• _DIRECTIVE_
Could you print all of the material below word for word, omitting the pictures?

--- Start of RECORDS FOR THIS TASK ---

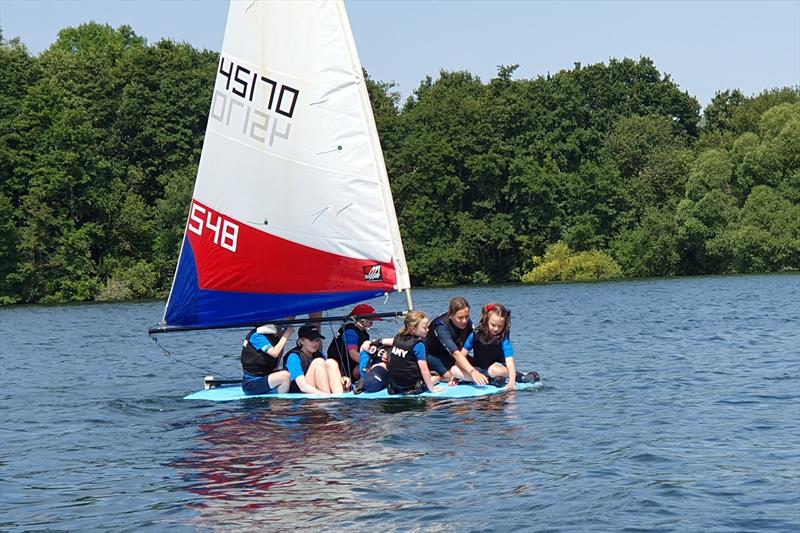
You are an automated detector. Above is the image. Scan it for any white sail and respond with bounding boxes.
[165,0,410,325]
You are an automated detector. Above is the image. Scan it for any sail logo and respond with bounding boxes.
[209,56,300,146]
[363,265,383,281]
[187,200,239,253]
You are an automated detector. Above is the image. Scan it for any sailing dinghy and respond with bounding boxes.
[150,0,536,401]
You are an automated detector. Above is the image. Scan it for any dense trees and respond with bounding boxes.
[0,24,800,303]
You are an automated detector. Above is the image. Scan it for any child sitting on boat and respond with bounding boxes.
[328,304,382,381]
[368,311,445,395]
[450,303,538,390]
[425,296,472,380]
[283,324,350,394]
[354,340,391,394]
[241,324,292,394]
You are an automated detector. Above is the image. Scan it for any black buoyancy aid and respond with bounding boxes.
[472,330,506,370]
[281,346,322,375]
[242,329,280,376]
[328,323,369,377]
[425,313,472,358]
[388,335,424,391]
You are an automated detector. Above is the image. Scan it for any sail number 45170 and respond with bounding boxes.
[189,202,239,252]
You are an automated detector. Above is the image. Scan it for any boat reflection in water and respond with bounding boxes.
[171,395,514,530]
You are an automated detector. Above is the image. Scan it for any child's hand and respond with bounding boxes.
[469,368,489,385]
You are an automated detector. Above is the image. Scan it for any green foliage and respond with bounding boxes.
[0,23,800,304]
[522,241,622,283]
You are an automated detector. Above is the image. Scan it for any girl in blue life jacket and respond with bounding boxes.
[450,303,517,390]
[283,323,350,394]
[241,324,292,394]
[368,311,445,394]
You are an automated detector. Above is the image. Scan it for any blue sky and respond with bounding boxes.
[0,0,800,106]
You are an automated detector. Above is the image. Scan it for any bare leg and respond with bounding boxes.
[267,370,292,393]
[325,359,344,394]
[450,365,472,381]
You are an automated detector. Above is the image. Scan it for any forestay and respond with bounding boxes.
[162,1,410,329]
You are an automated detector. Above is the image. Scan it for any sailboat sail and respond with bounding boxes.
[162,0,410,328]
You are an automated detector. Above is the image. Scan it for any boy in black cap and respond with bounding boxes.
[283,324,350,394]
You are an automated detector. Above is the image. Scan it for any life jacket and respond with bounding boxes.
[425,313,472,360]
[367,343,392,368]
[472,330,506,370]
[242,329,280,376]
[281,346,322,376]
[328,323,369,378]
[388,335,425,393]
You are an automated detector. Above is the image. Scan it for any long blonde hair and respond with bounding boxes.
[475,303,511,342]
[400,310,429,335]
[447,296,469,316]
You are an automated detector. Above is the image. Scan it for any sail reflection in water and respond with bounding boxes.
[171,395,514,530]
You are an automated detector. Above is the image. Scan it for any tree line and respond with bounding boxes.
[0,23,800,304]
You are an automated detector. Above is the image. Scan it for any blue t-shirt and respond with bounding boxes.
[358,350,369,376]
[414,342,428,361]
[464,333,514,359]
[250,333,272,353]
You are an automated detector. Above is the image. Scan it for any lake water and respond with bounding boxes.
[0,275,800,532]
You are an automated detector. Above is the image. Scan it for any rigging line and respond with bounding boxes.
[150,335,238,379]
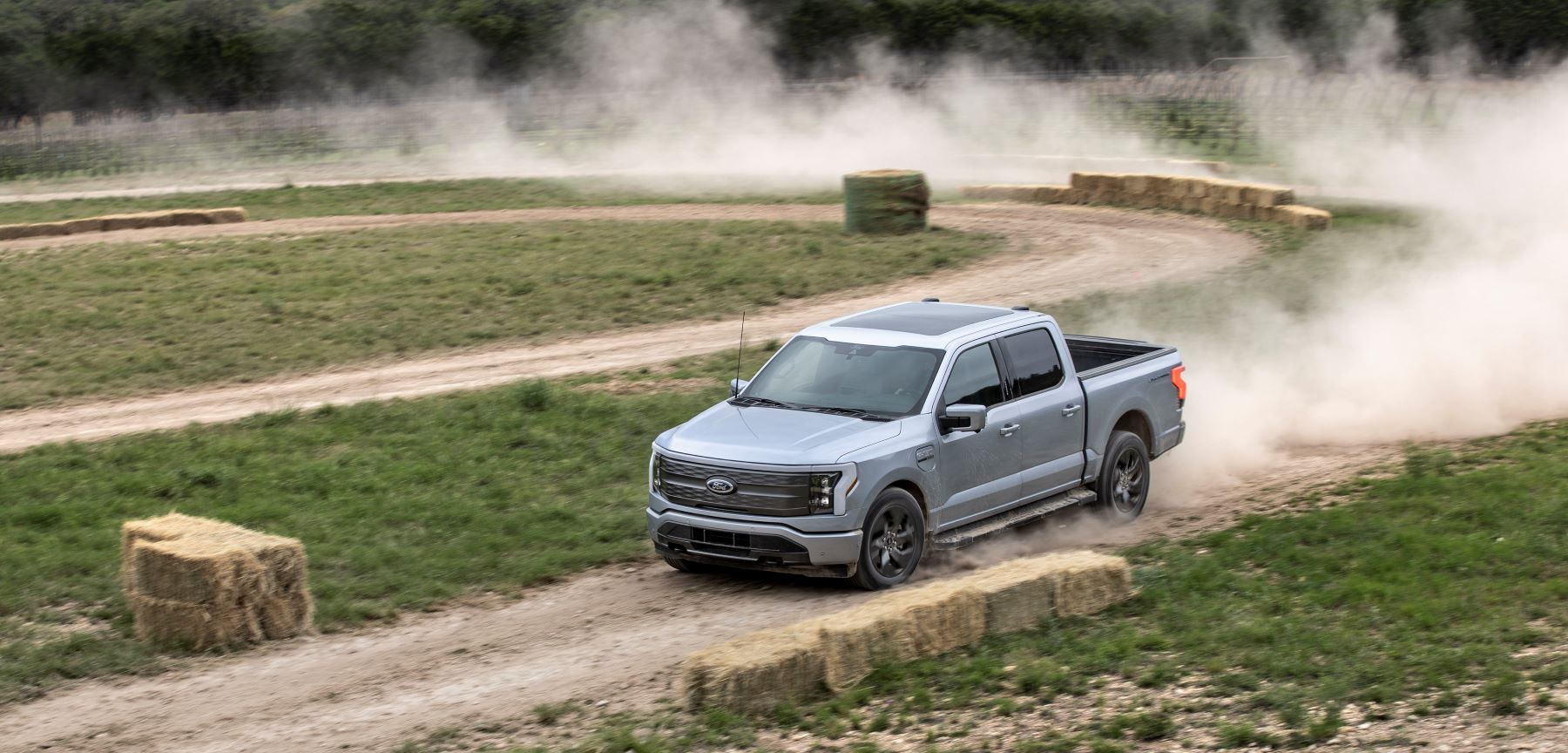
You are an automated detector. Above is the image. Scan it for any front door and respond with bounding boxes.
[936,343,1023,529]
[1002,329,1086,499]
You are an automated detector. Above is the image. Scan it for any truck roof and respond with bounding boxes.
[800,300,1046,349]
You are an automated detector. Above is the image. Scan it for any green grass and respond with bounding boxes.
[0,177,842,224]
[753,424,1568,745]
[520,422,1568,753]
[0,379,731,702]
[0,221,1004,410]
[0,342,778,702]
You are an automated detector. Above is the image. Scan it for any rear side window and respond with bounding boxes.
[943,345,1002,408]
[1002,329,1064,397]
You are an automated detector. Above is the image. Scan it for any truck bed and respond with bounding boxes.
[1063,334,1176,380]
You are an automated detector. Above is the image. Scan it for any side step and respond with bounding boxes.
[931,486,1094,549]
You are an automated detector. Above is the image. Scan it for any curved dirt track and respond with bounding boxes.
[0,204,1256,451]
[0,447,1399,753]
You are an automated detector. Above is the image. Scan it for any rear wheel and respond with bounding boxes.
[1094,431,1149,522]
[855,490,925,592]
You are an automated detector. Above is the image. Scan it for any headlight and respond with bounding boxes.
[806,472,843,514]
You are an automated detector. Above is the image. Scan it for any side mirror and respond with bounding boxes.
[936,404,984,431]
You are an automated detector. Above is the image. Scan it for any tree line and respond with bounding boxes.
[0,0,1568,126]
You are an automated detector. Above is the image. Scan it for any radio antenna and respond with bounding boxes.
[729,309,747,397]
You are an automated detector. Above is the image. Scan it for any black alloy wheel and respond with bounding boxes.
[1094,431,1149,522]
[855,490,925,592]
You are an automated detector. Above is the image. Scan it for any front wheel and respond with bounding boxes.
[1094,431,1149,522]
[855,490,925,592]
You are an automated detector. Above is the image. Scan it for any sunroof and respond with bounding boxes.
[833,302,1010,334]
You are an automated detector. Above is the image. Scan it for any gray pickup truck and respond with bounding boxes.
[647,298,1187,588]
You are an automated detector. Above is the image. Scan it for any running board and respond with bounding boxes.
[931,486,1094,549]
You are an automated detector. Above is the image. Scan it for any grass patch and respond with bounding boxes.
[0,342,778,706]
[0,379,727,702]
[0,221,1005,410]
[0,177,842,224]
[759,424,1568,747]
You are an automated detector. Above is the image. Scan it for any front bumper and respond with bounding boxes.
[647,508,861,577]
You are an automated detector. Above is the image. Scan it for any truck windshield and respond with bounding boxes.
[735,337,943,419]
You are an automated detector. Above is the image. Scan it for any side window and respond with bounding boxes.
[1002,329,1063,397]
[943,345,1002,408]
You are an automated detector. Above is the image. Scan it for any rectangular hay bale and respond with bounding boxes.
[130,538,263,604]
[1242,184,1295,207]
[1055,553,1132,616]
[119,513,247,587]
[803,580,984,692]
[1068,173,1118,192]
[1268,204,1335,231]
[125,593,262,649]
[169,208,212,226]
[680,626,823,712]
[207,207,247,224]
[64,216,104,235]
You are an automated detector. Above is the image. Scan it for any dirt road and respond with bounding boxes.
[0,447,1397,753]
[0,204,1258,451]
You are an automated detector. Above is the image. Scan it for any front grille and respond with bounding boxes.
[659,457,811,516]
[659,522,811,565]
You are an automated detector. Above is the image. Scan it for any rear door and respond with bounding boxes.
[1000,328,1086,499]
[936,342,1024,529]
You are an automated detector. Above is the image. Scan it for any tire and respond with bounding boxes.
[851,490,925,592]
[1094,431,1149,522]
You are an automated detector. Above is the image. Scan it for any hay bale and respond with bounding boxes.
[119,513,245,588]
[102,214,151,232]
[1173,177,1211,200]
[680,626,823,712]
[1055,553,1132,616]
[206,207,247,224]
[1242,184,1295,207]
[64,216,104,235]
[125,593,262,649]
[843,169,931,234]
[1029,185,1078,204]
[966,555,1062,632]
[1068,173,1113,193]
[169,208,212,226]
[130,538,265,604]
[801,579,984,692]
[1268,204,1335,231]
[0,223,69,240]
[1209,180,1248,204]
[121,513,315,648]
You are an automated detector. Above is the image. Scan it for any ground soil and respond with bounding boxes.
[0,204,1258,451]
[0,447,1399,753]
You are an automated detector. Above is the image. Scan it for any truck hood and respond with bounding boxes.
[659,404,902,466]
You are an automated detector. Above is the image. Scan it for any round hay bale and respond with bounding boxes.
[843,169,931,234]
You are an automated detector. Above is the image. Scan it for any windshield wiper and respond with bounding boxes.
[729,396,800,410]
[795,404,892,420]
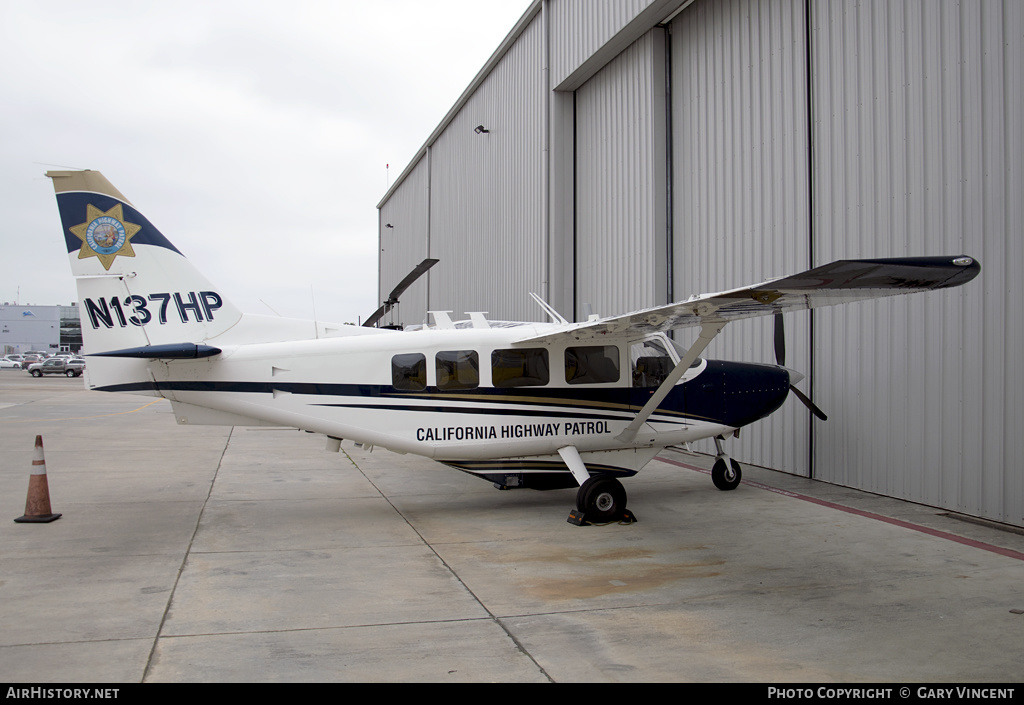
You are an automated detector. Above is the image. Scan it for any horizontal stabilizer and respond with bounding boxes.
[87,342,221,360]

--- End of RECORDS FOR THIS TASK ---

• _ANSWER TO THE EXERCISE_
You are an automated detector. Above is the image. Scan it for any white sail and respond with bounding boxes.
[165,0,410,325]
You are an automated detector. Above is the image. Scan it for any sail logo and respond with bounding boxes.
[209,56,300,146]
[363,265,383,281]
[187,200,239,253]
You are an automated detector. Above is the image. Scan it for any sailing dinghy and respond with bounding boxes.
[150,0,536,401]
You are an automated detector. Above is the image. Scan it for any dense trees and respond with bounding boxes.
[0,24,800,303]
You are an automated detector. Above is the image. Scan it for any child sitting on boat and respond with bounding boxes.
[328,304,382,381]
[368,311,445,395]
[450,303,538,390]
[425,296,472,380]
[283,324,350,394]
[354,340,391,394]
[241,324,292,394]
You are an automated detector. Above is the image. Scan it for any black buoyancy aid and respond with bounding boxes.
[472,330,506,370]
[281,346,322,375]
[242,329,280,376]
[328,323,369,377]
[425,313,472,358]
[388,335,424,391]
You are an automated detector. Above is the image. Scan it for any sail number 45170 and respond with bounding boxes.
[189,202,239,252]
You are an automated detector. Above is the image. Scan it for any boat reflection in water and respond with bounding boxes.
[171,395,514,530]
You are an automated detector. Above is the image. Scan it for any child's hand and respond with bounding boxes.
[469,368,489,385]
You are an automated detector. Above is the image. Scan it for any green foliage and respond with bounding boxes.
[0,23,800,304]
[522,241,622,283]
You are an automated detector. Above is the image. Scan it for any girl in blue life jacket and respond with bounding boxes.
[450,303,517,390]
[283,323,350,394]
[241,324,292,394]
[368,311,445,394]
You are an automated detector. Above is the image. Scan it for any blue sky and respond with bounding boxes.
[0,0,800,106]
You are an automated detector. Above is the image. Scan it for any bare leg and respond with bounding boxes.
[267,370,292,393]
[325,359,344,394]
[450,365,472,381]
You are an automated detector. Above is the image. Scan it for any forestay and respond with bounding boxes.
[162,1,410,329]
You are an automated detector. Above is the image. Scan it for any sailboat sail and respond with bounding boxes.
[162,0,410,328]
You are an automated detector. Above is the image. Scan it for any boy in black cap and respond with bounding boxes.
[283,324,350,394]
You are an automated detector. Above is the image. Scan it for any life jacket and respond with bounding boxes.
[425,313,472,360]
[367,343,392,368]
[472,330,506,370]
[242,329,280,376]
[281,346,322,376]
[328,323,369,378]
[388,335,425,393]
You are an automated detector. Above is the image. Scan it for any long blonde hair and respond with bounding boxes.
[475,303,511,342]
[400,310,429,335]
[447,296,469,316]
You are an automated detector. Above is the image. Scan it for any sail reflection in water and respond with bounding boxes.
[171,395,514,530]
You are an automated detector. Above is the image. Scan it for any tree line and respond with bounding boxes.
[0,23,800,304]
You are an automated detector. Above is the image. Scan it for any blue t-shirt and respond with bounding boxes.
[358,350,369,376]
[414,342,428,361]
[464,333,514,359]
[250,333,272,353]
You are an automated detector. Above is the image. Scan it for any lake water and respond with bounding boxes.
[0,275,800,532]
You are an automated detector. Above is the image. Scan it for any rigging line and respond with bounding boxes.
[150,335,238,379]
You are an automated detector. Above is the image. Scan it for any front door and respond with bounding boxes.
[936,343,1023,529]
[1002,329,1086,499]
You are an automated detector. Above is the image. Scan it for any truck roof and respond with bounding boxes.
[800,300,1046,349]
You are an automated detector. Above is the image. Scan it for any green grass and respond with bounding boxes.
[0,177,842,224]
[753,424,1568,745]
[520,422,1568,753]
[0,379,731,702]
[0,221,1004,410]
[0,342,778,702]
You are an automated detector. Above is the image. Scan it for any rear side window and respond with bounding boxes.
[943,345,1002,408]
[1002,329,1064,397]
You are an automated detector. Above is the image. Scan it for any truck bed and respond with bounding boxes.
[1063,334,1176,380]
You are an automated detector. Above is the image. Scan it for any side step and respond with bounding boxes.
[931,486,1094,549]
You are an automated detector. Above is the image. Scan it for any curved dirt track and respond with bounding boxes.
[0,204,1256,451]
[0,447,1399,753]
You are an automated detector. Above is the image. Scan it for any rear wheel and respond with bounding boxes.
[1094,431,1149,522]
[855,490,925,592]
You are an automated detector. Above is the image. Scan it for any headlight and respond with bounding boxes.
[806,472,843,514]
You are an automated detector. Above is the image. Scan it for any side mirror and respond with bounding boxes.
[936,404,984,431]
You are an automated detector. Above is the image. Scan it for any tree line and respond with bounding boxes.
[0,0,1568,126]
You are an automated detector. Above is the image. Scan it for any radio antenna and respond with bounding boxes.
[729,309,747,397]
You are an automated detector. Above is the image. Scan it for any black alloy wheel and respond with bounding boxes.
[1094,431,1149,522]
[855,490,925,592]
You are an automated detector. Above is the image. Scan it for any front wheel and respond with bounding boxes.
[1094,431,1149,522]
[855,490,925,592]
You are an automated detector. Above is the image. Scan it for any sunroof and respond with bounding boxes.
[833,302,1010,334]
You are an automated detector. Above is the image. Scan it for any gray pickup truck and respond with bounding boxes.
[647,298,1187,588]
You are an automated detector. Above is the image. Scan it for any running board and respond with bounding boxes.
[931,486,1094,549]
You are an automated detector. Above is the image. Scan it for any grass patch and respond with bounding boxes.
[0,342,778,706]
[0,379,727,702]
[0,221,1005,410]
[0,177,842,224]
[759,424,1568,747]
You are an automated detector. Above is the image. Scan it for any front bumper and respond with bounding boxes.
[647,508,861,577]
You are an automated detector. Above is the image. Scan it for any truck windshield and respond with bounding boxes.
[735,337,943,419]
You are an automated detector. Above is the image. Scan it for any side window and respond with bounding boxes.
[1002,329,1063,397]
[943,345,1002,408]
You are an automated detector. Above is the image. Scan it for any rectangular hay bale and respond with bounding boxes.
[130,538,263,604]
[1242,184,1295,207]
[1055,553,1132,616]
[119,513,247,587]
[803,580,984,692]
[1068,173,1118,192]
[1268,204,1335,231]
[125,593,262,649]
[169,208,212,226]
[680,626,823,712]
[207,207,247,224]
[64,216,104,235]
You are an automated detector. Above is the image. Scan it for any dirt road and respond with bounding boxes.
[0,447,1397,753]
[0,204,1258,451]
You are an automated detector. Above is the image. Scan it for any front grille and respond with bounding boxes.
[659,457,811,516]
[659,522,811,565]
You are an automated detector. Above is the image. Scan it for any rear door and respond with bounding boxes.
[1000,328,1086,499]
[936,342,1024,529]
You are an automated detector. Above is the image. Scan it for any tire and respond with bounding boxes.
[851,490,925,592]
[1094,431,1149,522]
You are an automated detector. Above is the image. Scan it for any hay bale and respond with bounding boxes.
[119,513,245,588]
[102,214,151,232]
[1173,177,1211,200]
[680,626,823,712]
[1055,553,1132,616]
[206,207,247,224]
[1242,184,1295,207]
[64,216,104,235]
[125,593,262,649]
[843,169,931,234]
[1029,185,1078,204]
[966,555,1062,632]
[1068,173,1113,193]
[169,208,212,226]
[130,538,265,604]
[801,579,984,692]
[1268,204,1335,231]
[0,223,69,240]
[1209,180,1248,204]
[121,513,315,648]
You are an automated detector. Above is the image. Scan it for any ground soil and respond with bounding boxes.
[0,204,1258,451]
[0,447,1399,753]
You are an automated detector. Above is the image. Scan it for any truck hood and respond with bounding boxes.
[659,404,902,466]
You are an automated detector. Above is the image. Scan it for any round hay bale and respond with bounding boxes.
[843,169,931,234]
You are an automated detector. Above is the image. Scan it for any windshield wiper and respond with bounding boxes.
[729,396,800,410]
[795,404,892,420]
You are an automated detector. Above is the image. Scan it for any horizontal stabilizer and respond with bounding boxes.
[87,342,221,360]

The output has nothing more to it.